WORK TO COMPLETE |
The line containing "car door, imagine" and every line after it, through the last, are to be extracted exactly; no other lines belong in the answer.

═════ PROVIDED INFORMATION ═════

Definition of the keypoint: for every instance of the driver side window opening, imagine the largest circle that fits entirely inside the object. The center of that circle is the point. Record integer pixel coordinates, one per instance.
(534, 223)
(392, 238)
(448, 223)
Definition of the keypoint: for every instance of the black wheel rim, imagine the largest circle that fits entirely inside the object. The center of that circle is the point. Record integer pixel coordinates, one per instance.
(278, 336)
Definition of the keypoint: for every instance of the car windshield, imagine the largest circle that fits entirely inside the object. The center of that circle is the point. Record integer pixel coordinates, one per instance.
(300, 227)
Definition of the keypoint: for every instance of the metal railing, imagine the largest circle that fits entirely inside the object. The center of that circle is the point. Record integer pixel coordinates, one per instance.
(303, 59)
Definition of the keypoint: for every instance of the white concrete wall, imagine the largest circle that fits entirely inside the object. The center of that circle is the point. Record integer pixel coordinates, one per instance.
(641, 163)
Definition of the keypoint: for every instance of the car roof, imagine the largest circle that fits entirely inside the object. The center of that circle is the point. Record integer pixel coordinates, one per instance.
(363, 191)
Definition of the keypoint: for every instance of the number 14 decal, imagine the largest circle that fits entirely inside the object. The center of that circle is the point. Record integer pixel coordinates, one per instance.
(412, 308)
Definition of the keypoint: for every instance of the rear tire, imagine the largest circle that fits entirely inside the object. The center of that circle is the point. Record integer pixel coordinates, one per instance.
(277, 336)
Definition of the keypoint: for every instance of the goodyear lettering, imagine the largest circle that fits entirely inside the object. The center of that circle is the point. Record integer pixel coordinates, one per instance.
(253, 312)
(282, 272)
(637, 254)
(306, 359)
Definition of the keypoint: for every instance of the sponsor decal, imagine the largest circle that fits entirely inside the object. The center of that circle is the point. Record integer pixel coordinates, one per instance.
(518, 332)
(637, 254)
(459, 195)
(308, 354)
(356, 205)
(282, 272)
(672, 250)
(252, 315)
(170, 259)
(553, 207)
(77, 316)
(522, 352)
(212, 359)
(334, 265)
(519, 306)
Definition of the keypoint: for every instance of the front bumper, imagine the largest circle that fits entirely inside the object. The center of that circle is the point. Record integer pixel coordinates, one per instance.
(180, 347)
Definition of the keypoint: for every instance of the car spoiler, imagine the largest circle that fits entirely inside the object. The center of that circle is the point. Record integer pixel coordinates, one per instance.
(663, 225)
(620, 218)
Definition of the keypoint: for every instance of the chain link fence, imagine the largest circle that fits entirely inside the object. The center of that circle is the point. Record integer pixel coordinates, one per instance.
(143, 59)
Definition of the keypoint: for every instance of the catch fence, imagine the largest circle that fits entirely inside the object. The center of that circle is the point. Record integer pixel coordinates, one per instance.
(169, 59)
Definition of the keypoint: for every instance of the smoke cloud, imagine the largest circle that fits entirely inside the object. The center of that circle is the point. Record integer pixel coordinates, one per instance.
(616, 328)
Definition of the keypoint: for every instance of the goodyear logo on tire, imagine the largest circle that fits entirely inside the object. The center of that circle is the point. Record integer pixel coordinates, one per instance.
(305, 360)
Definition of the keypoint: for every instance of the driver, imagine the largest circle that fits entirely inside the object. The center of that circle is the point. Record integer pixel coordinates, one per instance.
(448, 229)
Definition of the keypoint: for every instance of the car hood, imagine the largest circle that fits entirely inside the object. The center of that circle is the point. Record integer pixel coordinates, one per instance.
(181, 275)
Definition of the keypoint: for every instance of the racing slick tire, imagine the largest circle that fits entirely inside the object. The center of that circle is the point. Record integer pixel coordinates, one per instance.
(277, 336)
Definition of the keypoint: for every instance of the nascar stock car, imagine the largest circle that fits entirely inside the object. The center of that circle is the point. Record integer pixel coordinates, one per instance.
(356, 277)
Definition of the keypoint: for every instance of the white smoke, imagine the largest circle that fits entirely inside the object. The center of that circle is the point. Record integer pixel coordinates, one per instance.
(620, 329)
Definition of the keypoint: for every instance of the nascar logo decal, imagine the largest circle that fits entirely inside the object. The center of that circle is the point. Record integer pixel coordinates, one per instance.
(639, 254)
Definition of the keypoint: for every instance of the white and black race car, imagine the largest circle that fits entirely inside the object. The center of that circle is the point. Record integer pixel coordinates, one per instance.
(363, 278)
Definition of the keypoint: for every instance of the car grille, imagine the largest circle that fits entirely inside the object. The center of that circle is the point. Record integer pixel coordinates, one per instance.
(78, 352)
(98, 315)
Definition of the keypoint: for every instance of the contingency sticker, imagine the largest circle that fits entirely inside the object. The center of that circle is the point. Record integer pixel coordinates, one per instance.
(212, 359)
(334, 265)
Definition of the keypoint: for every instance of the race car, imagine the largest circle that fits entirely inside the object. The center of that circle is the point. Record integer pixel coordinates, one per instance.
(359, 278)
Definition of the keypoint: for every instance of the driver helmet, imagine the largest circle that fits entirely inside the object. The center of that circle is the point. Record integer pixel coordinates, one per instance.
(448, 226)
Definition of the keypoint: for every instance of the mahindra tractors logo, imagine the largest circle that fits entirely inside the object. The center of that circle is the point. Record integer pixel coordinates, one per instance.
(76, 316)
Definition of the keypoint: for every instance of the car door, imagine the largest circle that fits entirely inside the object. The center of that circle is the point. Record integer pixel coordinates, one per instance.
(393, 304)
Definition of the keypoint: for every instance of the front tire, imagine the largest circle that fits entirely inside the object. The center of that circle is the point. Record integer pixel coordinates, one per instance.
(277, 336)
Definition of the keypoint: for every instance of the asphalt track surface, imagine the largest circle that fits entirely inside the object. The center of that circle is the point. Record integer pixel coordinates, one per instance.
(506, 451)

═════

PROBLEM SOLUTION |
Definition of the keypoint: for every instance of the car door, imagine the largest circle that fits entirely inside the object. The center of that circle is the point. Record integer pixel coordinates, one per instance.
(393, 304)
Definition of the keypoint: for every instance of the front tire, imagine the largest circle that fits entirely inside the object. The center of that circle is the point. Record integer pixel coordinates, one per instance.
(277, 336)
Definition of the keypoint: for every instance of the asphalt track surface, imagine the largest circle that fits entirely inside the object. The center of that circle is the point. Record integer pixel coordinates, one per instance.
(506, 451)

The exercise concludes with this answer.